**** Records to use

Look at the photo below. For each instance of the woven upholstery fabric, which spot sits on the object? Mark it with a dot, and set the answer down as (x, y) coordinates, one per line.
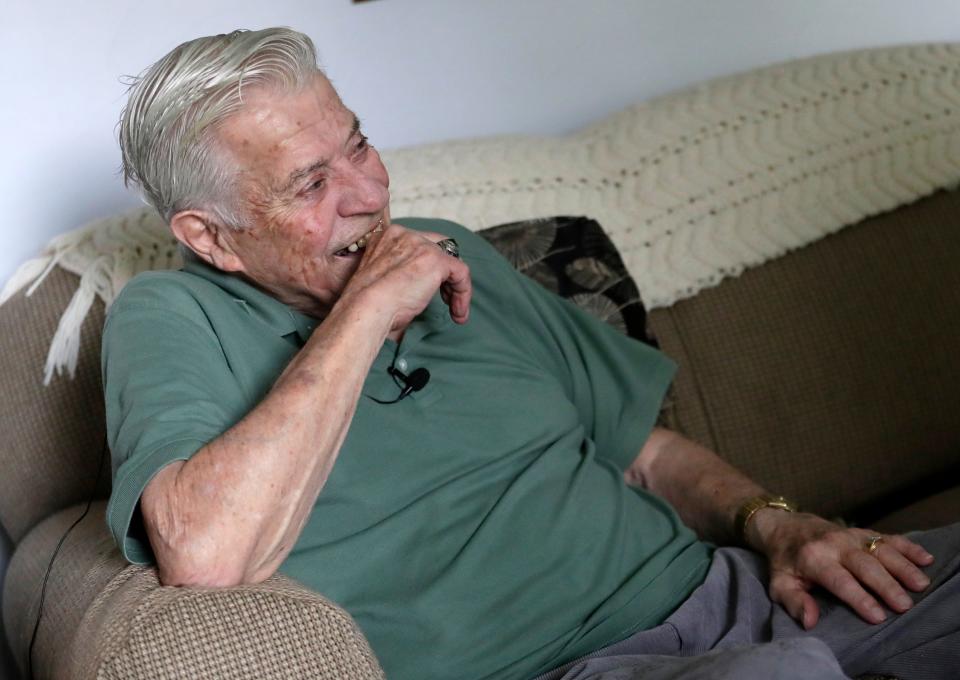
(277, 629)
(104, 618)
(53, 436)
(933, 511)
(831, 374)
(84, 566)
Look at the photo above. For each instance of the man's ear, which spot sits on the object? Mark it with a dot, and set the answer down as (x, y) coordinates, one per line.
(205, 237)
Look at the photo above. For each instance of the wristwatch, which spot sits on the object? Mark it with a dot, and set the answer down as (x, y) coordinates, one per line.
(752, 505)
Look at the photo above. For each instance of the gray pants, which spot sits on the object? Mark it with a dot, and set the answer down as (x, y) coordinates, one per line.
(729, 629)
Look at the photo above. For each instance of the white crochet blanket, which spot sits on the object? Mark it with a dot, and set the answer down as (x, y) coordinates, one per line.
(692, 187)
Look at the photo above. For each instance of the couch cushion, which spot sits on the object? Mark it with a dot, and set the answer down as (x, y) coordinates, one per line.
(53, 436)
(933, 511)
(574, 258)
(86, 563)
(831, 374)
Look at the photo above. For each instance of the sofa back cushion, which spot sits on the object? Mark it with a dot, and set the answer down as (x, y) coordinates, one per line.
(832, 373)
(53, 436)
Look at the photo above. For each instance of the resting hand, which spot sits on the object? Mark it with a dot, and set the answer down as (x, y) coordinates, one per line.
(402, 269)
(806, 551)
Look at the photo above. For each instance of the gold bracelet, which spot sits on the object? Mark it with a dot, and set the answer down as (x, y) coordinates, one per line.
(755, 504)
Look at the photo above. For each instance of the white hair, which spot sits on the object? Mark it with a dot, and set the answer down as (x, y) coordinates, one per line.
(168, 128)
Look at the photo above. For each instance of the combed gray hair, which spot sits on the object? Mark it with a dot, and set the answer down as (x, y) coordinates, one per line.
(168, 128)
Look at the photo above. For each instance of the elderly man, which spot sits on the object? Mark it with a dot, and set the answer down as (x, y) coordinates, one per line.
(507, 515)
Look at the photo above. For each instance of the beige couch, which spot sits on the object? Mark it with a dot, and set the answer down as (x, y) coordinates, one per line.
(830, 373)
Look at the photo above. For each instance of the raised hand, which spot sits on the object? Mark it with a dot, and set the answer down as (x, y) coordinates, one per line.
(402, 269)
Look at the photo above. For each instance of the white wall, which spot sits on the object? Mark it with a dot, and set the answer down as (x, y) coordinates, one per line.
(414, 70)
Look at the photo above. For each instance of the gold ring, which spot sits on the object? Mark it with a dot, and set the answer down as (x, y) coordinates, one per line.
(873, 542)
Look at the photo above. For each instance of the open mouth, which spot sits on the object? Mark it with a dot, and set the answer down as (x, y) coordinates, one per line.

********

» The problem
Write out the data above exactly as it appears, but without any image.

» Solution to the exercise
Look at the photo below. For each instance of the woven upholstery fabric, which spot sits on the object? Mark it with a dot, and set the answer down as (x, y) coordinates, one per line.
(277, 629)
(104, 618)
(53, 436)
(933, 511)
(831, 374)
(84, 566)
Look at the photo above. For each instance of the man's ear, which spot sits on the object? Mark it with a dot, and set the answer down as (x, y) coordinates, one per line.
(205, 237)
Look at the photo above. For each instance of the wristwatch, which spot sits on the object? Mark it with a dot, and set the answer down as (x, y) coordinates, one per line.
(752, 505)
Look at the photo above. For each instance of the gray pants, which spot sits on the object? Mark it with a dot, and set the answer down as (x, y) coordinates, one per line.
(729, 629)
Look at the photo above. For each instance of the white crochet blanket, which spot sits on the object? Mark it with a dot, and set the answer down as (x, y) coordinates, one per line.
(692, 187)
Look at the photo above. For each instance of the couch cushion, which spot sits on the object? Mark it with a dot, and set the answer down as (x, y) coordinates, one per line.
(53, 436)
(933, 511)
(574, 258)
(86, 563)
(831, 374)
Look at the photo above. For each instance of the sofa back cushion, which spot sits on the object? Mark it with a dot, and set the answer down as (x, y) coordinates, one per line.
(832, 373)
(53, 436)
Look at the photo above. For each instance of the resting hand, which spot sits on the object? Mark it with a dot, and set the answer down as (x, y) coordinates, one per line.
(402, 269)
(806, 551)
Look at the photo above. For each instance of the gold bracelet, which spot sits on the object? Mark it with a dot, and set the answer down as (x, y) coordinates, one per line.
(755, 504)
Look at the photo above. For each instance of the white hair, which spot sits on the object? Mark it with a dot, and set the answer down as (x, y) coordinates, one per line.
(168, 128)
Look at the photo above. For each instance of the combed gray hair, which spot sits on the object? Mark it with a dot, and set the answer down as (x, y) coordinates, one per line.
(168, 128)
Look at the photo above. For each instance of the elderly man, which spot sits on the object? Mark it with a dot, and set the answer down as (x, y) coordinates, one per line.
(507, 515)
Look at the photo above. For each instance of the beige couch, which spot sits on the object? Mark it with a dot, and set the answer down as (x, y) coordinates, one per line.
(830, 373)
Look at the photo above. For each instance of the raised hand, which spot sits on the object? Mark it with a dot, and set the answer down as (x, y) coordinates, one per line.
(402, 269)
Look at the photo above. For each instance of the white wall, which spot sits on the object? Mark it with a dot, and set the answer down as (x, y) coordinates, one per line.
(414, 70)
Look at the photo above. For each instance of the gold ring, which spot sits on the object? Mark it with a dot, and set the answer down as (x, y) coordinates, one per line.
(873, 542)
Look at the photo above. For each instance of the open mouth, which spot sits on the object? Mark it with a dot, and set the answer down as (x, y) coordinates, one per line.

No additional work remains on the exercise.